■ Texto fornecido
Nesses termos, somos forçados a aceitar que o original mecanismo contratual criado pelo Decreto-lei n.º 911/69, a dizer, o engenho jurídico segundo o qual "a alienação fiduciária em garantia transfere ao credor o domínio resolúvel e a posse indireta da coisa móvel alienada, independentemente da tradição efetiva do bem, tornando-se o alienante ou devedor em possuidor direto e depositário com todas as responsabilidades e encargos que lhe incumbem de acordo com a lei civil e penal", é perfeitamente válido, já que não devia respeito a nenhuma forma normativa anteriormente existente. Ele poderia perfeitamente ter contrariado – e de fato contrariou – uma ou outra tradição legislativa (aliás, esse resguardo que parte da doutrina tem à "tradição legislativa" é algo que nos parece, de resto, um escancarado fetiche legalista).

Postas essas premissas, podemos concluir estarem aqueles que concebem a "equiparação" promovida pelo Decreto-lei n.º 911/69 como uma "aberração legal" incorrendo em um imenso erro de perspectiva. E isso pelo simples e só fato de que o que o Decreto-lei n.º 911/69 realmente fez não foi equiparar o devedor na alienação a um depositário comum, mas sim constituí-lo de fato um depositário, na mesma medida que está presente nos casos ordinários, já conhecidos de há muito pelo direito privado.

(Dados de anotação de localização de objetos)
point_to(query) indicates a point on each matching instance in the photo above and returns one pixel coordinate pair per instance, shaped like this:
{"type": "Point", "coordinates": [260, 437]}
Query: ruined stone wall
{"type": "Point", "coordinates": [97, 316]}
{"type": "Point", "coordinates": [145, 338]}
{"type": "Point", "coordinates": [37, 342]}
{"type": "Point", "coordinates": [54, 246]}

■ O que se pede
1/ No texto sobre alienação fiduciária em garantia, qual decreto-lei criou o mecanismo contratual discutido?
2/ Diga se cada afirmação concorda com o texto sobre alienação fiduciária em garantia, respondendo sim ou não e citando as palavras do texto que decidem a questão: (a) o mecanismo criado pelo decreto-lei é considerado válido; (b) o decreto-lei equiparou o devedor a um depositário comum; (c) o mecanismo exige a tradição efetiva do bem.
3/ Retome o texto sobre alienação fiduciária em garantia a partir da última frase apresentada e dê continuidade à argumentação.

■ Resultados esperados
1/ O Decreto-lei n.º 911/69.

2/
(a) Sim: "é perfeitamente válido".
(b) Não: "não foi equiparar o devedor na alienação a um depositário comum, mas sim constituí-lo de fato um depositário".
(c) Não: "independentemente da tradição efetiva do bem".

3/
Atento a uma tal realidade, o Excelentíssimo Senhor Ministro Francisco Manoel Xavier de Albuquerque, ao funcionar como relator no julgamento do recurso extraordinário n.º 75.221/GB, estabelecendo precedente para a jurisprudência futura do Supremo Tribunal Federal, doutrinou que "não ofende a Constituição a decretação da prisão civil do devedor, alienante fiduciário, porque a própria lei o constitui depositário (artigo 66 da Lei n.º 4.728/65, com a redação do Decreto-lei n.º 911/69)". (Acórdão unânime da Segunda Turma do Supremo Tribunal Federal no recurso extraordinário n.º 75.221/GB, publicado na Revista Trimestral de Jurisprudência 64/283). Em harmonia está o acórdão unânime da Segunda Turma do Supremo Tribunal Federal no recurso extraordinário n.º 80.789/SP, relator o Excelentíssimo Senhor Ministro João Baptista Cordeiro Guerra, publicado na Revista dos Tribunais 476/266.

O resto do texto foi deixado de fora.